WHAT TO DO = Write out the part of the items that opens with the line containing "Category: white van" and runs through the end of the items, with both ends included. Leave the pictures out of your answer.

Location identification items

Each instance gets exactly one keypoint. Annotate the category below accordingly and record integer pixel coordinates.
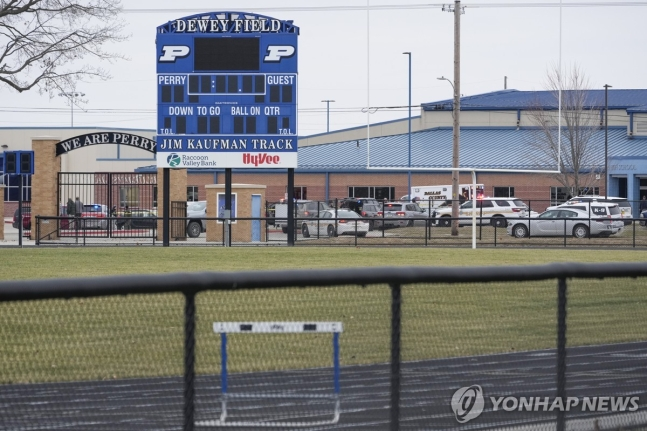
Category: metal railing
(400, 281)
(337, 231)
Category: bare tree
(52, 44)
(577, 159)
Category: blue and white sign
(227, 92)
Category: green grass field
(142, 335)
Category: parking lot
(422, 234)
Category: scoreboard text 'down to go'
(227, 92)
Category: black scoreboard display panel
(227, 91)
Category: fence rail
(422, 232)
(410, 405)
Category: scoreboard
(227, 92)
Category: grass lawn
(142, 335)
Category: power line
(400, 7)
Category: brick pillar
(1, 212)
(44, 186)
(241, 230)
(177, 193)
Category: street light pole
(409, 137)
(71, 96)
(606, 139)
(327, 114)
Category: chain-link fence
(560, 346)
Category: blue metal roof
(515, 99)
(485, 148)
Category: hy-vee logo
(274, 54)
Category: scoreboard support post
(166, 172)
(290, 199)
(227, 207)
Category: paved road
(427, 387)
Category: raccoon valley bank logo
(174, 160)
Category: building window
(300, 192)
(192, 193)
(129, 196)
(504, 192)
(12, 187)
(379, 193)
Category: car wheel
(580, 231)
(498, 221)
(193, 229)
(332, 232)
(520, 231)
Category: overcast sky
(510, 38)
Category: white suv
(492, 211)
(623, 204)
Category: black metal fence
(560, 346)
(335, 232)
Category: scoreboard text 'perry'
(227, 92)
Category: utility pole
(457, 109)
(327, 114)
(71, 96)
(606, 139)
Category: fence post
(396, 321)
(189, 360)
(561, 350)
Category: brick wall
(177, 192)
(44, 184)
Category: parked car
(139, 219)
(303, 209)
(365, 207)
(94, 216)
(401, 213)
(26, 218)
(623, 204)
(493, 211)
(570, 221)
(643, 217)
(196, 212)
(335, 222)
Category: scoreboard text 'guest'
(227, 92)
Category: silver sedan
(560, 222)
(335, 222)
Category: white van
(623, 203)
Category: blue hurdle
(224, 328)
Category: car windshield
(92, 208)
(392, 207)
(345, 214)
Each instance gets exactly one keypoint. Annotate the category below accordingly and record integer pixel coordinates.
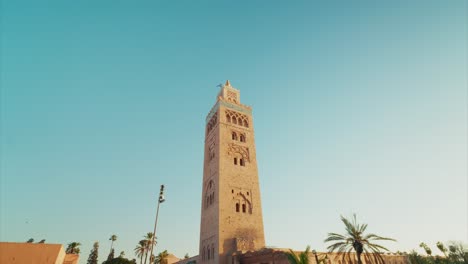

RESPONSE TO THE TASK =
Category: white van
(623, 203)
Category: blue hurdle
(224, 328)
Category: car windshield
(92, 208)
(392, 207)
(345, 214)
Each instance gets exactly one keypoint. Annotate the category below accordingly and record integer pixel coordinates.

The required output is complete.